**TEXT ZUR PRÜFUNG:**
------

Die Verhaltenstherapie ist ein über die Krankenkasse abrechenbares Therapieverfahren. Unter Verhaltenstherapie versteht man eine Vielzahl von Behandlungsmethoden, die auf der Annahme gründen, dass menschliches Verhalten erlernt ist und daher auch wieder verlernt werden kann. Einmal gelernte Verhaltensweisen können durch geeignete Reize jederzeit in Gang gesetzt werden. Verhalten, das eine positive Verstärkung erfährt (im Sinne einer Belohnung), wird beibehalten. Ausbleibende oder negative Verstärkung (im Sinne einer Konsequenz) führt zu einer Löschung des erlernten Verhaltens. Bei der kognitiven Verhaltenstherapie geht es hauptsächlich um den Prozess der Informationsverarbeitung, der zwischen dem Input (Reizwahrnehmung) und dem Output (Reaktion/Verhalten) stattfindet. Fehler bei der Informationsverarbeitung äußern sich in Form von psychischen Störungen.
Was sind kognitive Therapieverfahren (KVT)?
Im Mittelpunkt der kognitiven Therapieverfahren stehen unsere Kognitionen. Kognitionen umfassen unsere Einstellungen, Gedanken, Bewertungen und Überzeugungen.
Zu den kognitiven Therapieverfahren gehören die Kognitive Verhaltenstherapie (KVT) und die Rational-Emotive Verhaltenstherapie (REVT).
Was ist Rational emotive Verhaltenstherapie (REVT)?
Die REVT ist das erste und älteste Therapieverfahren der kognitiven Verhaltenstherapie und wurde von dem amerikanischen Psychologen Albert Ellis entwickelt. Die Grundannahme der REVT ist, dass die Gefühle eines Menschen und seine Verhaltensweisen ein direkter Ausdruck seiner Gedanken sind. So werden die Ursachen einer psychischen Störung als direkte Folge irrationaler Gedanken angesehen. Die Aufgabe des Therapeuten ist es, diese irrationalen Gedanken und die damit verbundenen Denkgewohnheiten (Schemata) sowie daraus resultierenden unrealistisch gesetzten Ziele des Klienten zu identifizieren und so zu verändern, dass eine Veränderung bzw. Neuanpassung möglich werden kann. Kernmodul der REVT ist das sogenannte „ABCDE-Modell“, wobei mit A (Activating event) das auslösende Ereignis eines Problems, B (Believe System) Gedanken und Bewertungen und C (Consequences) resultierende Gedanken und Gefühle, D (Disputation) Auseinandersetzung mit den irrationalen Gedanken, E (Effekt) Ersetzen der irrationalen durch rationale Gedanken gemeint sind.

------

**ARBEITSANWEISUNG:** Schreiben Sie aus dem Text zur Verhaltenstherapie den Abschnitt von „Was sind kognitive“ bis „Rational-Emotive Verhaltenstherapie (REVT).“ wortgetreu ab. Maßgeblich ist allein der Text.

**DATENAUSZUG:**

------

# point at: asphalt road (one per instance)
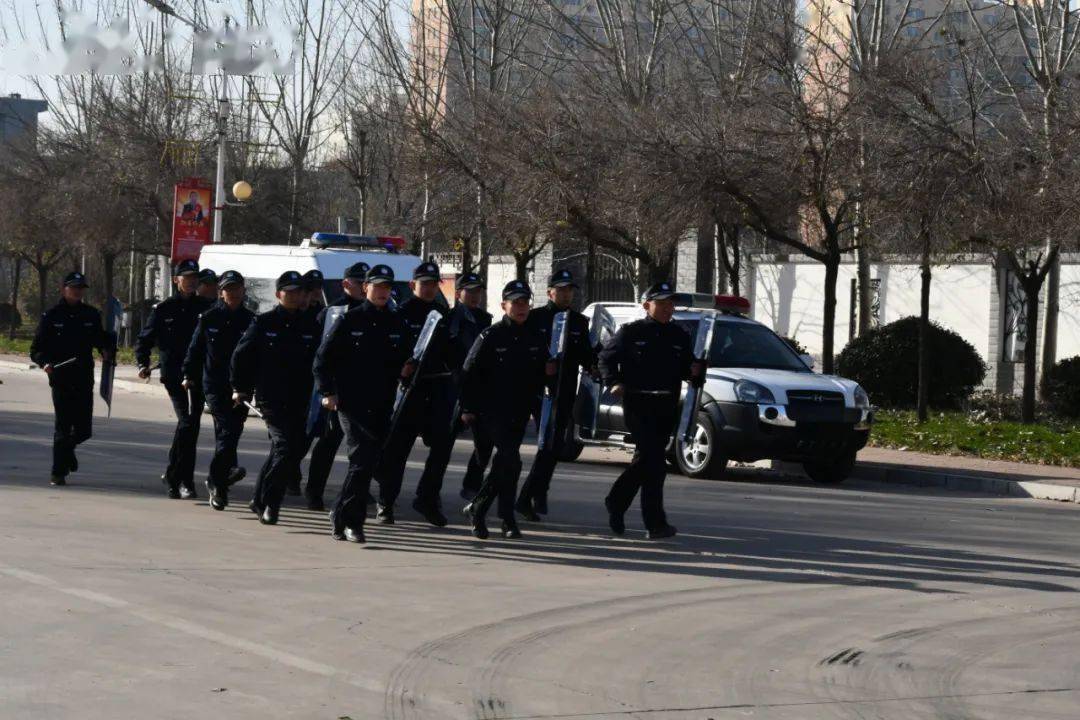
(778, 600)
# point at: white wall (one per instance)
(787, 297)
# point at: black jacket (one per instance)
(67, 331)
(170, 327)
(210, 354)
(503, 375)
(647, 355)
(361, 361)
(273, 360)
(463, 327)
(437, 362)
(579, 350)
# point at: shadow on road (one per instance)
(766, 554)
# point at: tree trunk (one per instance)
(109, 269)
(42, 285)
(865, 298)
(828, 312)
(922, 392)
(1050, 323)
(16, 279)
(522, 267)
(1031, 287)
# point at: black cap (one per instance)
(75, 280)
(291, 281)
(230, 277)
(186, 268)
(659, 291)
(380, 274)
(358, 271)
(313, 280)
(562, 279)
(470, 281)
(427, 271)
(516, 288)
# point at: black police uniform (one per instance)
(170, 327)
(273, 361)
(579, 353)
(463, 326)
(360, 362)
(327, 444)
(502, 378)
(207, 364)
(650, 360)
(430, 412)
(65, 331)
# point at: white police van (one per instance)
(331, 253)
(760, 401)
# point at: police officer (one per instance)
(312, 304)
(207, 285)
(532, 501)
(430, 411)
(272, 362)
(206, 365)
(464, 324)
(502, 378)
(170, 327)
(358, 368)
(63, 347)
(645, 364)
(327, 444)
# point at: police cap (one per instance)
(515, 289)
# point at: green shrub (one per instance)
(886, 363)
(1061, 388)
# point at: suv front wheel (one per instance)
(702, 457)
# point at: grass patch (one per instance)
(21, 347)
(1055, 443)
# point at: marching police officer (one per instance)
(206, 365)
(464, 324)
(272, 362)
(63, 347)
(645, 364)
(430, 410)
(358, 368)
(170, 327)
(503, 376)
(532, 501)
(327, 444)
(207, 285)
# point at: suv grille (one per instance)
(815, 406)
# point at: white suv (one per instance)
(760, 401)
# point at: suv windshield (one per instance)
(742, 344)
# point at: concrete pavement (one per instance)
(779, 599)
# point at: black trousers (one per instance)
(538, 480)
(187, 405)
(651, 423)
(228, 426)
(430, 418)
(287, 443)
(322, 457)
(505, 436)
(73, 406)
(350, 508)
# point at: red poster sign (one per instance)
(191, 219)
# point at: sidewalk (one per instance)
(969, 474)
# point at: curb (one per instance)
(959, 481)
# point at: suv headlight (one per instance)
(752, 392)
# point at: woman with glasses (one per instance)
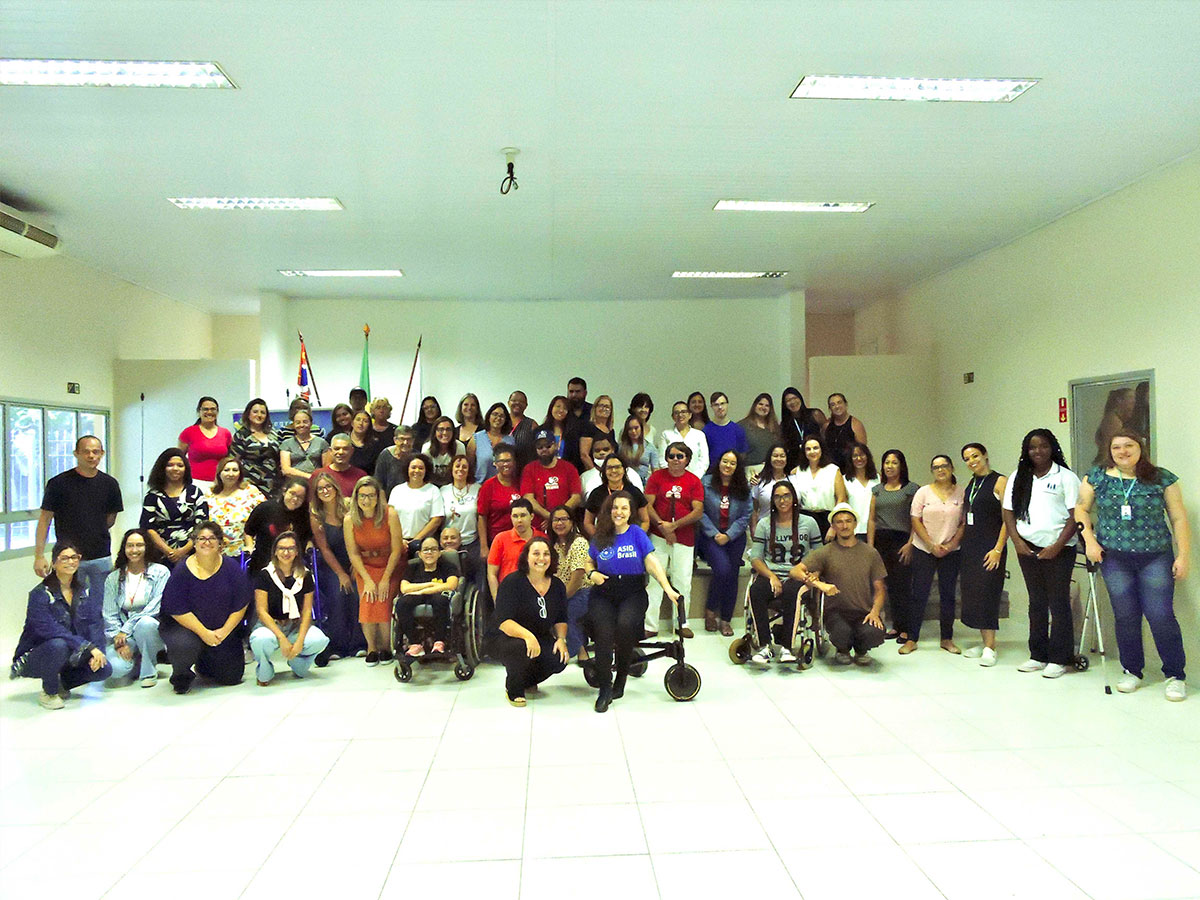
(339, 599)
(431, 579)
(283, 595)
(132, 604)
(203, 607)
(937, 527)
(173, 507)
(59, 643)
(205, 443)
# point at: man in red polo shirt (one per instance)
(549, 481)
(507, 546)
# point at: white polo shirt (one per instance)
(1051, 499)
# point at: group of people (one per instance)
(576, 529)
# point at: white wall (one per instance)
(66, 322)
(667, 348)
(1115, 287)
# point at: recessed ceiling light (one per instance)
(112, 73)
(342, 273)
(279, 203)
(727, 275)
(967, 90)
(791, 207)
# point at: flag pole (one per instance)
(411, 376)
(311, 376)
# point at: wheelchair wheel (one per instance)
(591, 676)
(682, 682)
(739, 651)
(808, 652)
(639, 665)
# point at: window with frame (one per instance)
(39, 443)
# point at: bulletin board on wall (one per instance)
(1105, 405)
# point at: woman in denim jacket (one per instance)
(132, 598)
(63, 635)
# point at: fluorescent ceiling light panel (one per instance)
(791, 207)
(276, 203)
(966, 90)
(727, 275)
(342, 273)
(112, 73)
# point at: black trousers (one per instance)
(225, 664)
(616, 612)
(521, 671)
(406, 615)
(1051, 629)
(924, 565)
(760, 605)
(849, 631)
(888, 543)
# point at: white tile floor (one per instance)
(925, 777)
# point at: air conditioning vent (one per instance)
(23, 240)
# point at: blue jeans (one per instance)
(145, 645)
(576, 609)
(94, 571)
(263, 643)
(726, 563)
(1141, 585)
(51, 661)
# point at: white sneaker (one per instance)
(763, 657)
(1129, 683)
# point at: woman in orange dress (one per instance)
(375, 543)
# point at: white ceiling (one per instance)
(631, 118)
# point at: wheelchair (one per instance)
(810, 640)
(681, 681)
(462, 648)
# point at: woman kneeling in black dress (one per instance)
(531, 611)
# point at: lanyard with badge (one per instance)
(1127, 508)
(977, 484)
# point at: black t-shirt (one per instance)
(599, 493)
(444, 569)
(81, 507)
(519, 601)
(267, 522)
(275, 597)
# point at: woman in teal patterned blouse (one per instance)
(1123, 509)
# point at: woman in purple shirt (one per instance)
(203, 607)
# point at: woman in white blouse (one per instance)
(819, 484)
(937, 527)
(861, 477)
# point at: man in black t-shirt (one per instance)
(83, 504)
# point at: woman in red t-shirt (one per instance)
(205, 443)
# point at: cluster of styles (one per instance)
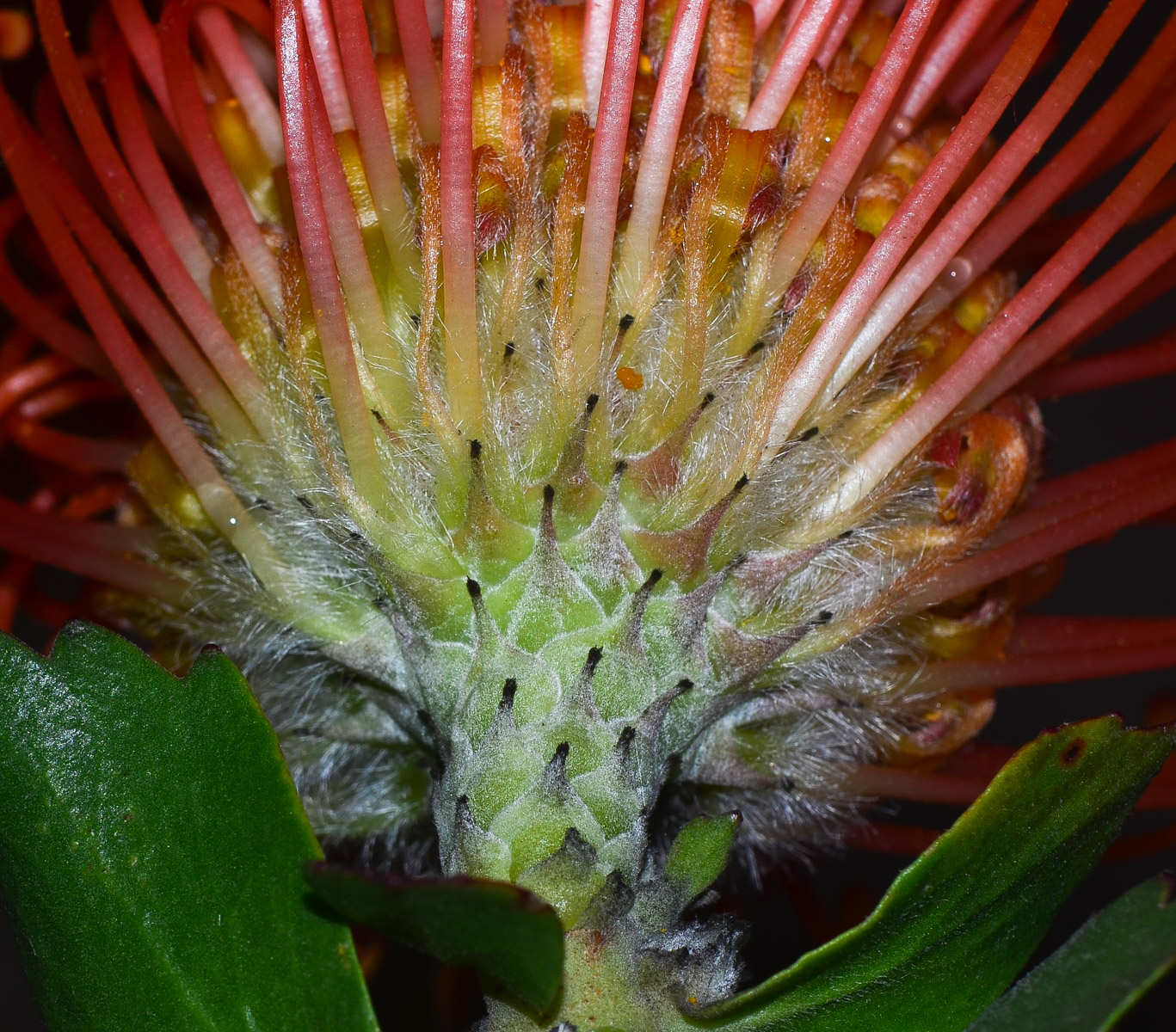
(561, 412)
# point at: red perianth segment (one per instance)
(372, 126)
(140, 37)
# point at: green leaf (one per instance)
(699, 853)
(152, 848)
(505, 932)
(1101, 971)
(960, 923)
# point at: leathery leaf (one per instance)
(152, 848)
(1103, 968)
(960, 923)
(506, 933)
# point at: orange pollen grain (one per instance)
(630, 378)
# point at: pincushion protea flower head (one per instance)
(557, 410)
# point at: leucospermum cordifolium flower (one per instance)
(559, 412)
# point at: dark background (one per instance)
(1131, 575)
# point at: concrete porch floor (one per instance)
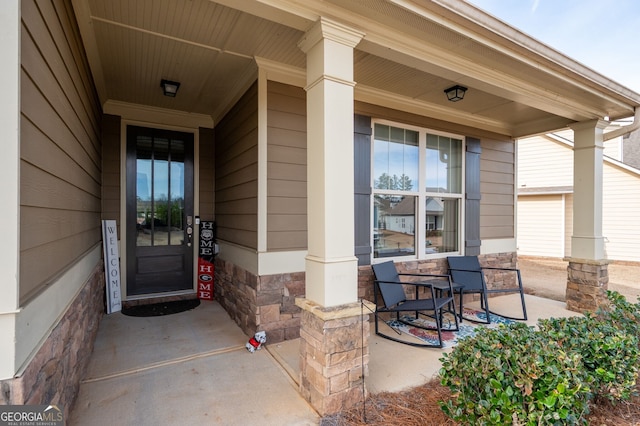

------

**LÖSUNG:**
Was sind kognitive Therapieverfahren (KVT)?
Im Mittelpunkt der kognitiven Therapieverfahren stehen unsere Kognitionen. Kognitionen umfassen unsere Einstellungen, Gedanken, Bewertungen und Überzeugungen.
Zu den kognitiven Therapieverfahren gehören die Kognitive Verhaltenstherapie (KVT) und die Rational-Emotive Verhaltenstherapie (REVT).